Dokumentabschnitt:

--------------------

# Zeitlimit



## noob222 (15. Dez 2006)

hallo,

vielleicht kennt ihr das vom fußball-tippen. wenn ein spiel um 18:00 uhr anfängt, dann kann man z.b. nur bis 10 minuten vor dem anpfiff noch tippen. also man hat hier dann ein zeitlimit. 
genau das gleiche versuche ich auch zu realisieren. in der datenbank, sind begegnungen gespeichert so das ein angemeldeter user, die möglichkeit hat, für die begegnungen seine tipps einzugeben wobei ihm auch angezeigt wird, wann das spiel anfängt. dafür wurde auch schon sql.Timestamp importiert. 

wie kann ich das am besten machen? könnt ihr mir ein paar hinweise/vorgehensweise geben, wenn ich ein zeitlimit für eine begegnung erstellen kann?


mfg


----------



## SlaterB (15. Dez 2006)

--------------------

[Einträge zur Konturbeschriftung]
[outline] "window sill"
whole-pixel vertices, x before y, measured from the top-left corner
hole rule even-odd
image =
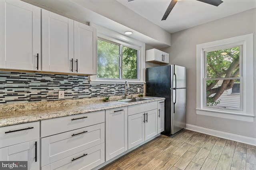
[[[90,84],[124,84],[124,82],[126,80],[91,80],[90,81]],[[145,82],[140,82],[139,81],[130,80],[128,80],[128,82],[129,84],[144,84],[146,83]]]
[[[216,117],[237,120],[253,122],[255,116],[253,115],[236,113],[227,111],[220,111],[202,109],[196,109],[197,115],[204,115]]]

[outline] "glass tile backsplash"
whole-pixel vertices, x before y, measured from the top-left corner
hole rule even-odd
[[[0,104],[52,101],[124,94],[124,84],[92,84],[88,76],[0,72]],[[144,92],[143,84],[130,84],[130,94]],[[65,90],[58,99],[58,90]]]

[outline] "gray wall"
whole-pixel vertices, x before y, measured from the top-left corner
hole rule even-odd
[[[196,115],[196,45],[254,34],[254,76],[256,76],[256,8],[218,20],[172,34],[172,46],[162,49],[170,53],[170,64],[187,67],[187,123],[251,137],[256,137],[253,122]],[[252,78],[254,78],[252,76]],[[254,106],[256,106],[256,79],[254,78]],[[255,114],[256,108],[254,107]]]

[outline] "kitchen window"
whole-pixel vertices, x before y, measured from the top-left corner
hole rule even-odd
[[[253,121],[253,43],[249,34],[197,45],[197,114]]]
[[[138,56],[136,49],[98,39],[98,78],[138,79]]]

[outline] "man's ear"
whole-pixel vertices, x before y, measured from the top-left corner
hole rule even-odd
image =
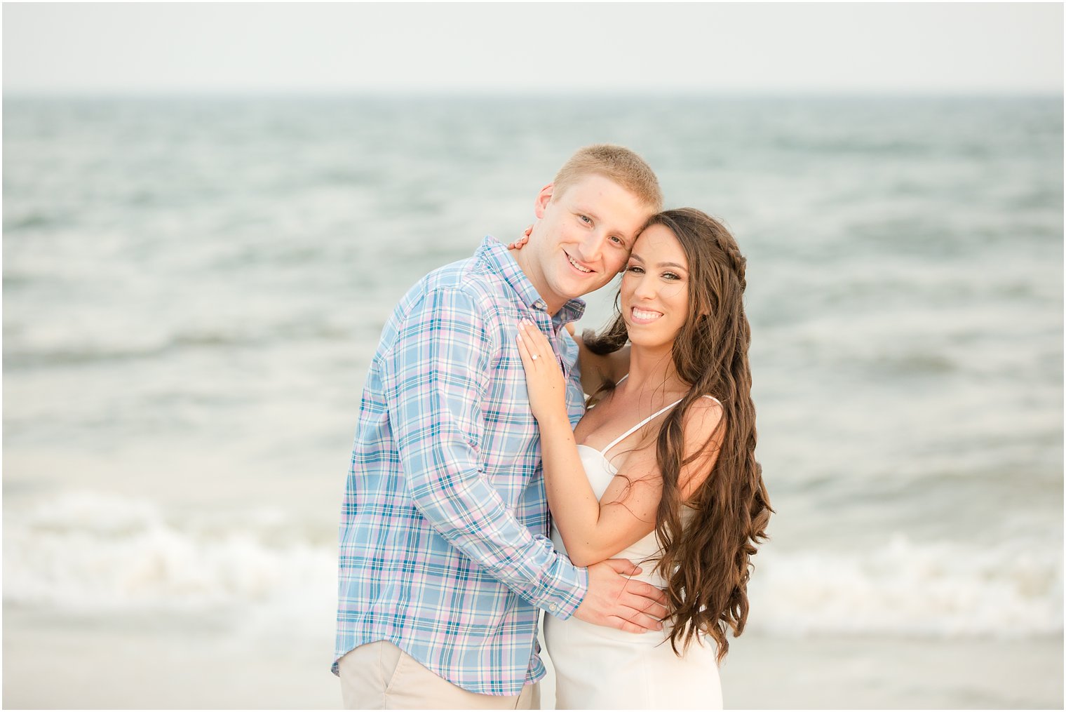
[[[548,183],[540,189],[540,192],[536,194],[536,200],[533,201],[533,213],[536,215],[537,220],[544,217],[545,208],[551,201],[551,195],[555,190],[554,183]]]

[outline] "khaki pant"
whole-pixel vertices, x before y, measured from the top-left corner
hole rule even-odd
[[[538,710],[539,684],[520,695],[479,695],[452,684],[389,643],[367,643],[338,662],[346,710]]]

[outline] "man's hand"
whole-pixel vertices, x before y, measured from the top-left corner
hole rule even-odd
[[[588,593],[574,612],[580,620],[627,633],[662,630],[666,594],[644,581],[627,579],[641,568],[625,559],[609,559],[588,567]]]

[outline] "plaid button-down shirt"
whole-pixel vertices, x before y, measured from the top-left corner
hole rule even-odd
[[[506,248],[431,272],[392,312],[367,375],[340,524],[336,660],[391,641],[471,692],[544,677],[539,609],[569,617],[587,570],[558,553],[515,341],[533,320],[582,415],[577,344]]]

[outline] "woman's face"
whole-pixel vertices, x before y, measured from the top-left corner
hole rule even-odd
[[[621,315],[634,345],[674,343],[689,317],[689,261],[662,225],[644,230],[621,277]]]

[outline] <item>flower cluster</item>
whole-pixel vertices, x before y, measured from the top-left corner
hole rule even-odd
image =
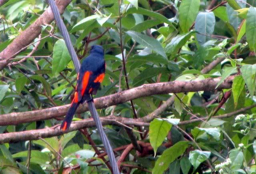
[[[236,122],[238,122],[242,121],[245,117],[245,115],[244,114],[239,114],[236,116],[235,120],[236,121]]]
[[[243,143],[240,143],[238,144],[238,149],[243,150],[244,148],[244,144]]]
[[[215,168],[217,170],[220,169],[220,170],[223,168],[225,167],[228,167],[231,164],[231,160],[230,158],[228,158],[226,160],[226,161],[224,162],[222,162],[220,164],[217,164],[216,166],[215,166]],[[223,170],[222,170],[223,171]]]

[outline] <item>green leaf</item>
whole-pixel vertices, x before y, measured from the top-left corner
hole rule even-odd
[[[219,141],[220,140],[220,129],[219,128],[202,128],[196,127],[191,130],[191,133],[195,138],[197,137],[204,132],[206,132],[216,140]]]
[[[26,82],[27,77],[26,76],[17,78],[15,80],[16,91],[19,94],[20,94],[21,91],[24,88],[24,86]]]
[[[109,19],[109,18],[111,16],[110,14],[107,17],[100,17],[97,18],[97,22],[102,27],[105,22],[107,22],[108,20]]]
[[[215,16],[213,12],[201,12],[196,16],[195,30],[198,43],[202,45],[209,39],[207,36],[212,34],[215,25]]]
[[[168,24],[170,26],[174,28],[172,25],[172,22],[169,20],[165,16],[162,15],[159,13],[157,13],[151,10],[148,10],[141,7],[138,7],[138,9],[136,9],[135,7],[129,8],[127,10],[126,13],[127,14],[137,13],[138,14],[141,14],[144,15],[150,16],[155,19],[160,20],[162,22]]]
[[[209,158],[210,154],[210,152],[201,151],[198,150],[190,152],[188,158],[193,166],[194,166],[194,172],[201,163]]]
[[[228,55],[230,55],[231,54],[231,53],[232,53],[232,52],[234,51],[235,49],[237,48],[238,47],[242,47],[242,44],[240,43],[236,44],[233,45],[228,49],[228,51],[227,52],[227,54]]]
[[[231,74],[236,73],[236,67],[228,67],[226,68],[222,74],[221,79],[218,83],[215,89],[216,89],[223,82],[226,78],[229,76]]]
[[[190,162],[187,156],[184,156],[180,162],[180,167],[184,174],[188,174],[190,168]]]
[[[219,7],[213,10],[213,13],[214,14],[215,16],[218,17],[223,21],[225,22],[228,21],[226,7],[224,6]]]
[[[245,7],[246,4],[244,3],[242,1],[246,1],[246,0],[236,0],[236,1],[234,0],[234,1],[236,3],[238,4],[239,7],[241,6],[242,8]],[[230,5],[230,4],[227,4],[227,13],[228,14],[228,17],[229,22],[233,26],[235,30],[236,30],[240,25],[241,20],[238,16],[238,13],[237,12],[235,11],[235,10],[238,10],[234,7],[232,7],[232,5]],[[240,7],[239,7],[240,8]]]
[[[64,69],[71,59],[64,40],[57,41],[53,48],[52,71],[54,74],[59,73]]]
[[[179,141],[172,147],[165,150],[156,162],[152,173],[161,174],[166,170],[169,165],[180,155],[184,153],[188,147],[189,142]]]
[[[70,32],[73,33],[78,30],[84,29],[86,27],[88,27],[88,26],[92,25],[94,22],[94,20],[99,17],[98,15],[94,14],[82,20],[73,27],[72,30],[70,31]]]
[[[41,82],[43,84],[48,96],[50,97],[52,97],[52,89],[51,89],[51,86],[50,84],[47,82],[47,81],[46,81],[44,77],[40,75],[34,75],[30,76],[30,78],[33,80],[36,80]]]
[[[167,58],[161,44],[156,39],[133,31],[128,31],[126,33],[137,42],[152,49],[164,57]]]
[[[194,33],[194,32],[190,32],[187,33],[177,35],[173,38],[171,42],[165,47],[165,50],[166,53],[172,54],[177,53],[180,48],[186,44],[186,42],[190,39],[191,36]]]
[[[146,62],[151,62],[156,65],[163,63],[166,65],[168,63],[168,60],[162,56],[156,54],[149,54],[146,55],[140,55],[136,54],[128,58],[127,62],[134,61],[144,61]]]
[[[61,137],[60,141],[61,142],[61,147],[64,148],[66,145],[76,135],[76,131],[73,131],[64,134]]]
[[[241,7],[235,0],[227,0],[227,1],[228,3],[228,5],[234,9],[238,10],[241,8]]]
[[[234,98],[234,104],[236,108],[237,106],[238,98],[244,87],[245,82],[241,75],[236,77],[233,80],[232,93]]]
[[[246,18],[246,35],[251,51],[256,51],[256,8],[249,9]]]
[[[238,31],[238,34],[237,35],[237,38],[236,38],[236,43],[238,43],[241,39],[243,37],[244,34],[245,34],[246,32],[246,20],[244,20],[243,21],[243,23],[241,26],[241,27],[240,28],[240,29]]]
[[[6,146],[5,146],[5,145],[0,144],[0,150],[2,151],[1,154],[6,158],[12,162],[14,162],[14,161],[12,156],[12,154],[11,154],[9,150],[6,148]],[[1,163],[0,163],[0,164]]]
[[[168,72],[167,69],[164,67],[154,67],[147,68],[134,78],[132,82],[132,86],[139,86],[143,84],[145,81],[151,79],[160,73],[167,73]]]
[[[252,98],[255,91],[255,74],[256,65],[246,65],[241,68],[242,75],[245,81]]]
[[[165,139],[172,128],[172,124],[164,120],[154,119],[149,125],[149,141],[153,147],[155,156],[158,147]]]
[[[179,8],[180,25],[182,31],[188,32],[199,10],[200,0],[183,0]]]
[[[0,85],[0,102],[2,101],[7,92],[9,85]]]
[[[122,21],[123,20],[122,20]],[[142,23],[138,24],[130,30],[137,32],[142,32],[144,30],[146,30],[148,28],[150,28],[161,23],[162,22],[160,20],[155,19],[147,20]]]

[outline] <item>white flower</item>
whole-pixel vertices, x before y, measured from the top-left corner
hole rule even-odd
[[[244,144],[243,144],[243,145]],[[227,166],[229,166],[231,164],[231,163],[232,162],[231,162],[231,160],[230,160],[230,158],[228,158],[226,160],[226,162]]]
[[[215,166],[215,168],[218,170],[219,168],[221,168],[222,167],[222,165],[221,164],[221,163],[220,163],[220,164],[217,164]]]
[[[240,121],[242,121],[244,118],[245,117],[245,115],[244,114],[240,114],[238,115],[236,117],[235,120],[236,122],[238,122]]]

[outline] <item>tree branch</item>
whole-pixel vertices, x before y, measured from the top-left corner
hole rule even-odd
[[[217,89],[231,88],[234,77],[231,76],[226,79]],[[220,79],[220,77],[210,78],[201,80],[174,81],[143,85],[114,94],[96,99],[94,103],[97,109],[102,109],[138,98],[154,95],[213,90]],[[4,114],[1,116],[0,126],[16,125],[57,118],[65,115],[70,105],[67,105],[24,113]],[[84,103],[78,108],[77,112],[81,113],[87,111],[87,104]]]

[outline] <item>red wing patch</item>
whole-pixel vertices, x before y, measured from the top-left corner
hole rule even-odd
[[[87,87],[88,85],[88,83],[89,82],[89,79],[90,78],[90,76],[92,74],[92,72],[86,71],[83,77],[83,80],[82,81],[82,95],[84,95],[85,90]]]
[[[77,103],[78,102],[78,93],[77,93],[77,92],[76,92],[75,93],[75,96],[74,97],[74,99],[73,100],[73,102]]]
[[[64,123],[64,126],[63,126],[63,127],[62,127],[61,129],[63,130],[66,130],[67,129],[67,125],[68,124],[68,122],[67,122],[66,121],[65,121]]]
[[[102,73],[102,74],[100,74],[96,79],[93,81],[94,83],[101,83],[103,81],[104,79],[104,77],[105,77],[105,73]]]
[[[92,90],[93,90],[93,89],[92,89],[92,88],[90,88],[90,89],[89,90],[89,94],[90,94],[90,93],[92,93]]]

--------------------

Ziel 1: Prüfe, ob die Aussagen (a), (b) und (c) mit dem Forenthread zum Zeitlimit übereinstimmen. Antworte jeweils mit Ja oder Nein und zitiere die entscheidenden Worte wörtlich. (a) Beim Fußball-Tippen kann man nur bis 10 Minuten vor dem Anpfiff tippen. (b) Dem angemeldeten User wird angezeigt, wann das Spiel anfängt. (c) sql.Timestamp wurde noch nicht importiert.
Ziel 2: Übersetze diesen Satz aus dem Forenthread zum Zeitlimit ins Englische: „wenn ein spiel um 18:00 uhr anfängt, dann kann man z.b. nur bis 10 minuten vor dem anpfiff noch tippen.“
Ziel 3: Schreibe den Forenthread zum Zeitlimit weiter, und zwar ab der Stelle, an der er aufhört.

Endgültige Antwort 1:
(a) Ja: „nur bis 10 minuten vor dem anpfiff noch tippen“
(b) Ja: „wobei ihm auch angezeigt wird, wann das spiel anfängt“
(c) Nein: „dafür wurde auch schon sql.Timestamp importiert“

Endgültige Antwort 2: If a match starts at 6:00 p.m., then, for example, you can only submit your prediction up to 10 minutes before kickoff.

Endgültige Antwort 3:
wenn du zu einem bestimmten Zeitpunkt oder in einem Thread wiederholend eine Countdown-Zeitanzeige anzeigen möchtest,
dann subtrahiere die aktuelle Zeit (System.currentTimeInMillies()) von der Zielzeit


wenn du bei der Abgabe eines Tipps prüfen möchtest, ob dieser noch rechtzeitig kam,
dann schaue dir wieder die aktuelle Zeit im Vergleich zum Limit an,

was kan man da an Tipps geben? du hast zwei Zeiten die du vergleichen kannst,
vorher oder nachher


----------



## noob222 (18. Dez 2006)

Hi,

wie kann ich denn die Zeit aus der Datenbank holen?
Jeder Angemeldeter Benutzer in der Session hat eine eindeutige ID, so das man die ID zu einem User ermittel kann, der sich gerade angemeldet hat.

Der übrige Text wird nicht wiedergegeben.